* **Task goal**
Pull out every line of the rows below and write each one again without changing anything.

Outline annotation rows
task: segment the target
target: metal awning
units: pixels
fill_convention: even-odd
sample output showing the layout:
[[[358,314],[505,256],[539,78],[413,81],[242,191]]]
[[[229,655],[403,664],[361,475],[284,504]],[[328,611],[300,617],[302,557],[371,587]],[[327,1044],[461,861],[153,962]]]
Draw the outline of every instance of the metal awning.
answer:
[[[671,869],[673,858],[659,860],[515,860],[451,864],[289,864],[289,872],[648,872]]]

* **Response**
task: segment the target
target: metal awning
units: pixels
fill_convention: even-odd
sample output showing the layout:
[[[358,314],[505,256],[539,78],[413,81],[242,191]]]
[[[229,655],[403,664],[361,475],[284,504]],[[328,611],[300,617],[302,557],[371,587]],[[327,1044],[461,861],[153,962]]]
Draw the outline of every instance of the metal awning.
answer:
[[[671,869],[673,858],[659,860],[515,860],[451,864],[289,864],[289,872],[648,872]]]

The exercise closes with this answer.